TÂCHES À RÉALISER:
[1] Relevez toutes les personnes désignées par leur nom propre dans le texte sur la chanson de la marquise.
[2] Prolongez le texte sur la chanson de la marquise à la suite de son dernier vers.

TEXTE À LIRE:
::::

Après les larmes, ce sont les rires qui gagnent le public avec la composition de la noble dame par un désopilant acteur moitié Sim moitié De Funès. Ray Ventura et ses collégiens obtinrent un succès mondial avec cette chanson sketch. Au temps du Front Populaire, les ouvriers la reprennent comme un slogan de victoire après les accords de Matignon de 1936, l’acquisition de la semaine de quarante heures et les premiers congés payés. Bientôt, le « tout va très bien » deviendra raillerie face à l’aveuglement des gouvernements successifs minimisant la montée des risques de guerre.
Mais voilà que la marquise ravie d’être débarrassée de son mari trouve un vicomte sur son chemin. Je ne sais pas ce qu’ils se racontent, des histoires de vicomtes et de marquises sans doute, peu importe d’ailleurs, vous savez bien que :

« …Chacun sur terre
Se fout, se fout
Des p’tites misères
De son voisin du d’ssous
Nos p’tites affaires
À nous, à nous
Nos p’tites affaires
C’est c’qui passe avant tout
Malgré tout c’qu’on raconte
Partout, partout
Qu’est-ce qui compte en fin d’compte
C’qui compte surtout, c’est nous… »

::::

SEGMENT DE DONNÉES:
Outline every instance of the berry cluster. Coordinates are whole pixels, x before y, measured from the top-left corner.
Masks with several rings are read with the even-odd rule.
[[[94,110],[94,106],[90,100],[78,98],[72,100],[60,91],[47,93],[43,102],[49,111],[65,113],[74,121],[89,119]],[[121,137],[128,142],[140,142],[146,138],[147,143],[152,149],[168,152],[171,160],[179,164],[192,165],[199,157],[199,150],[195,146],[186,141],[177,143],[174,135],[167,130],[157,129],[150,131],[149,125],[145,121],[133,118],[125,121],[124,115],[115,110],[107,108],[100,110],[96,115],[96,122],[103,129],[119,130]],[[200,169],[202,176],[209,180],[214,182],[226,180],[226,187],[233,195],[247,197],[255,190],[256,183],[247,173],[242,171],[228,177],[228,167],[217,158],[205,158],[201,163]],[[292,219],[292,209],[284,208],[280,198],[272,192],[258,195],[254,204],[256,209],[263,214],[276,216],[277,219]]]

::::

RÉPONSES PAR TÂCHE:
[1] Sim, De Funès, Ray Ventura

[2]
Et pourtant, Jean Renoir écrivait à propos de cette période : « Il fut un temps où les français crurent vraiment qu’ils allaient s’aimer les uns les autres ». Bien que tout n’y fut pas rose malgré le socialiste Léon Blum, le Front Populaire est une époque d’espoirs politiques et d’une joie de vivre débridée. Malgré le chômage, sur les piquets de grève, on joue de l’accordéon, on danse et on pousse la chansonnette. La semaine de quarante heures au lieu de quarante-huit précédemment, est promesse de détente et de loisirs. Fermé jusqu’à lundi, Quel beau dimanche, Ici l’on pêche sont des chansons qui fleurent bon les guinguettes et les caboulots sur les bords de Marne, sans oublier l’emblématique refrain créé par Jean Gabin dans La belle équipe, le film de Jean Duvivier :

« Du lundi jusqu’au sam’di,
Pour gagner des radis,
Quand on a fait sans entrain
Son p’tit truc quotidien,
Subi le propriétaire,
L’percepteur, la boulangère,
Et trimballé sa vie d’chien,
Le dimanch’ viv’ment
On file à Nogent,
Alors brusquement
Tout paraît charmant ! …
Quand on s’promène au bord de l’eau,
Comm’ tout est beau…
Quel renouveau …
Paris au loin nous semble une prison,
On a le cœur plein de chansons… »

Les chanteurs canoteront sur le succès de Gabin un peu plus tard dans la soirée ; pour l’instant, ils préfèrent danser lascivement avec la Marinella de Tino Rossi, un autre immense tube de 1936 :

« Marinella !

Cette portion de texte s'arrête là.